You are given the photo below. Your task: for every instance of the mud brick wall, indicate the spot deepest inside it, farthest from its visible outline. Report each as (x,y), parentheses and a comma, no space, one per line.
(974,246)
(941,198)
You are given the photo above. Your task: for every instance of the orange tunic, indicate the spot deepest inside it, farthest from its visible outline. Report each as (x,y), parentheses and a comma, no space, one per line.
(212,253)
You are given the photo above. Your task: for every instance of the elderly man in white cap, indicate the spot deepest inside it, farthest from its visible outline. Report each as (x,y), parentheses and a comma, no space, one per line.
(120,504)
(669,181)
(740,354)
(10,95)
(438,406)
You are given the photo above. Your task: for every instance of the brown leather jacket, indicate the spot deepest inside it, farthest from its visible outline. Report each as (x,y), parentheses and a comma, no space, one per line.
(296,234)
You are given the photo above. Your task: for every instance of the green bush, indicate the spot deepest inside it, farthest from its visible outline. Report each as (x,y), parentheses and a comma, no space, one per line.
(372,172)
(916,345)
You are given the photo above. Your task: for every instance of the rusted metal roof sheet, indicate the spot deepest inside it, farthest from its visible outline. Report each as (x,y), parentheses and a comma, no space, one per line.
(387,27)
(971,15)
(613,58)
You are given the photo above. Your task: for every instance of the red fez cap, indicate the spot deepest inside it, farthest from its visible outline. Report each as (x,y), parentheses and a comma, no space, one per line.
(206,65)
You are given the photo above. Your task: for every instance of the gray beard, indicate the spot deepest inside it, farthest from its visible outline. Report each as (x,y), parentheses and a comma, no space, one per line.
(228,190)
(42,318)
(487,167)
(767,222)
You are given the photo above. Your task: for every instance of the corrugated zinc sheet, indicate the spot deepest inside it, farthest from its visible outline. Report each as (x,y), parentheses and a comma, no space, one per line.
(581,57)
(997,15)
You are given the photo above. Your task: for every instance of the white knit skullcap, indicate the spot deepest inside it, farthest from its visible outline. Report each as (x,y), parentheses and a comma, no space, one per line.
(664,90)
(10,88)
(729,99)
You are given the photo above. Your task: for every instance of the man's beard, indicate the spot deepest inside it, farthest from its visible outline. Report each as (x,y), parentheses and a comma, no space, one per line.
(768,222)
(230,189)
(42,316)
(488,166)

------------

● **Exercise instructions**
Reproduce all the records above, substituting "innermost" for every occurrence of "deepest" and leaving everything else unchanged.

● **Written reply**
You are given the photo below. Your task: for every instance of the mud brick wall, indicate the spot innermost inside it, farthest from its visible outline. Report each as (x,y), parentheses and a comma, no space, one per line.
(974,246)
(941,198)
You are given the photo above. Your task: for every instance of the orange tunic, indicate the spot innermost inside it, farthest from its visible outline. Report each as (x,y), parentheses and a comma, no space, one per line.
(212,253)
You are given the photo above. Your task: for every instance of the elderly man in white cap, indicate the spot innermost inside it, farthest from its visible outline. Report each as (x,y), parentheses and a comma, no space, one per line.
(120,504)
(669,181)
(740,354)
(10,95)
(438,406)
You are given the photo above. Your task: for every instance of the brown leather jacket, indicate the spot innermost inside it, farthest from its visible outline. Report each as (x,y), parentheses and a comma, no space, one per line.
(296,234)
You are given the photo above. Your task: for every instance of the green bush, indicate the spot innermost inside it, farthest from its visible outline. Report each as (x,y), parentheses and a comma, no space, one per line.
(372,172)
(916,345)
You are given the photo above. Your task: for every instance of the rusted metal roof sheet, indicate the spot innermost inside it, farthest from its visible outline. Report each as (x,y), parentheses and a comma, no space, one per line.
(387,27)
(971,15)
(613,58)
You are given the photo above. Your task: for every instance of the red fez cap, indicate the spot innermost inside it, farthest from its visible outline. Report each as (x,y), parentheses and a comma, no space, one per line.
(206,65)
You are given the photo above. Your task: for every instance of the gray beard, indicate the spot innermost inside it, farthest from its visible outline. Report each as (x,y), parentheses and a comma, no space, one per line.
(228,190)
(42,318)
(487,167)
(767,222)
You are given the photo above. Your task: for every instance of the corrugated zinc sheet, indicate the spot innermost inside it, farthest from its visible outline. Report each as (x,y), parentheses and a comma, no space, one per line.
(581,57)
(997,15)
You are given the photo above. Your task: for every instance of the white knit skullcap, indicate the spot innermost inside it, farthest from its visible outline. Report each as (x,y), parentheses and a comma, no space, one per line.
(664,90)
(10,88)
(729,99)
You are given the photo above. Your task: for every instance of the man's beard, indicate the spot innermost inside it, farthest from its visible outline. Report each as (x,y), parentheses and a comma, no space, one per line.
(768,222)
(230,189)
(42,316)
(488,166)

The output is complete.